## PROBLEM DETAILS
Among the entries below, copy every line that carries the word "windshield".

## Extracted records
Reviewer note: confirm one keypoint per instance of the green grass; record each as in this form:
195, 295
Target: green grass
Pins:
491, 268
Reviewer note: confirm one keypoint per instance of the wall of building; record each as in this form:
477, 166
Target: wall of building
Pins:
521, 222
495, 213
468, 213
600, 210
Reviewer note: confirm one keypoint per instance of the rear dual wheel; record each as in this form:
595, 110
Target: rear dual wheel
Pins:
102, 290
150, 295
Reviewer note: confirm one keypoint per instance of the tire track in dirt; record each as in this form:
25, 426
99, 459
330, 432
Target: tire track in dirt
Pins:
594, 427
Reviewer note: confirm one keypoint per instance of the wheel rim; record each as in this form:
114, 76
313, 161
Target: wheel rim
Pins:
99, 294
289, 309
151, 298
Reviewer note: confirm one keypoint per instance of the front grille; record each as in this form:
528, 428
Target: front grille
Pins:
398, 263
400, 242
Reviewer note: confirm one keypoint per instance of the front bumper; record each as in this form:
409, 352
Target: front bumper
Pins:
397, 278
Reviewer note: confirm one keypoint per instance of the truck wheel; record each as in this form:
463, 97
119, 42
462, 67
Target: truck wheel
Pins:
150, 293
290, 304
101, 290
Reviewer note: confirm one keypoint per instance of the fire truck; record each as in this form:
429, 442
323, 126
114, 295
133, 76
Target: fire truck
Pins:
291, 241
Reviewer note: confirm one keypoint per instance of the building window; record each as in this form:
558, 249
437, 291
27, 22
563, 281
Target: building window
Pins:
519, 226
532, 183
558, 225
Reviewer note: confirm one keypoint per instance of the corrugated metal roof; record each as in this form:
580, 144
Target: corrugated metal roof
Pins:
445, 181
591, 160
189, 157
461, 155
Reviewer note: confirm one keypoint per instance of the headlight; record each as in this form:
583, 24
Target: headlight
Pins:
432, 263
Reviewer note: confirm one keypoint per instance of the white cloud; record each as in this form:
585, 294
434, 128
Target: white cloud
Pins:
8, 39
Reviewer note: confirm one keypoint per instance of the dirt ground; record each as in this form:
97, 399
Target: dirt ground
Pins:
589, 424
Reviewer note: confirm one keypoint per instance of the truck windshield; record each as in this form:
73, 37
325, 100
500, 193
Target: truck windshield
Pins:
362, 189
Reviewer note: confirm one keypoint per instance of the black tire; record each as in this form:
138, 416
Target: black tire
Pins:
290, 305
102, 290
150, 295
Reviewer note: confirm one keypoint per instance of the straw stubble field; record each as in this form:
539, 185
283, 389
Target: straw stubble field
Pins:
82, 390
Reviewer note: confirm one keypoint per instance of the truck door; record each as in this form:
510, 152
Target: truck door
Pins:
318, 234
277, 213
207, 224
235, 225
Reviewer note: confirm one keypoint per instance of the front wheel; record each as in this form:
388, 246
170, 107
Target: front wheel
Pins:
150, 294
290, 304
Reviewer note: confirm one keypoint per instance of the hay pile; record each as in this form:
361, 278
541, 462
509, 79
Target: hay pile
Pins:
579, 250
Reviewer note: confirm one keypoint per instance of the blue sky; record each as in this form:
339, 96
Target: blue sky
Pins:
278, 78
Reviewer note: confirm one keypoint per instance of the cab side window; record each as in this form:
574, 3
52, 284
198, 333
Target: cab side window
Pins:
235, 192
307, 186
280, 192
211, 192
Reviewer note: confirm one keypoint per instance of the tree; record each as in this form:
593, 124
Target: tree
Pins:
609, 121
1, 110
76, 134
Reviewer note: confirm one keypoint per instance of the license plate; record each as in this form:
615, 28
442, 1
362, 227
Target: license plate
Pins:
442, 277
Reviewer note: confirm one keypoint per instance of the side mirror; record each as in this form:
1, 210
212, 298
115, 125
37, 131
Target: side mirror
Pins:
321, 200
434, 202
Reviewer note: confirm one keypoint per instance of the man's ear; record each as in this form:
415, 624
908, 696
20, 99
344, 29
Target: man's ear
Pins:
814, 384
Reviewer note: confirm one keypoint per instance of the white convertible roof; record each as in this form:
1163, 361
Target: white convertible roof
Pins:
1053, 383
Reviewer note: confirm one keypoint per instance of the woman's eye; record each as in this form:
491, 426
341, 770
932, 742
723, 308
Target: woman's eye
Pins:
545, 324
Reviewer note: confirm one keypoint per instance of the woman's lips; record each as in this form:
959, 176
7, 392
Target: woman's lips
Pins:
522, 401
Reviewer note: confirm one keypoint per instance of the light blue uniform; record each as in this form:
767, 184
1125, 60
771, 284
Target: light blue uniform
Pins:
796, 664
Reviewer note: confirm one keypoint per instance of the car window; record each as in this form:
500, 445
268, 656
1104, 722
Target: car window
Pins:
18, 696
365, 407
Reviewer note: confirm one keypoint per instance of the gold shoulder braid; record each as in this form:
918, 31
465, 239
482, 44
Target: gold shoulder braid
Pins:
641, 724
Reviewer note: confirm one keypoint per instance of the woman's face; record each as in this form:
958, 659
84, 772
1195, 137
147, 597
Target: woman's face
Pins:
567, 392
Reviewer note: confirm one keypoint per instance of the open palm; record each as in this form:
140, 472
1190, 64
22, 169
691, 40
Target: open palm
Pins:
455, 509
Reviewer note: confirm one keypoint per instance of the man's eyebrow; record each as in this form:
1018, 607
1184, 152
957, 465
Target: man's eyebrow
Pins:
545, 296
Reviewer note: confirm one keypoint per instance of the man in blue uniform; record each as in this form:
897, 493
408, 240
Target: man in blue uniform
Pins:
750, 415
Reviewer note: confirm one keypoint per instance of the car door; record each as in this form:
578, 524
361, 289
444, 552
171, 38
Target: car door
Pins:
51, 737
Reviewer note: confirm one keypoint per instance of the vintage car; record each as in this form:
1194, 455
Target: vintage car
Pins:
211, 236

## FINISHED EXERCISE
Reviewer note: confirm one keypoint per instance of the truck windshield; record each as in this form:
Target: truck windshield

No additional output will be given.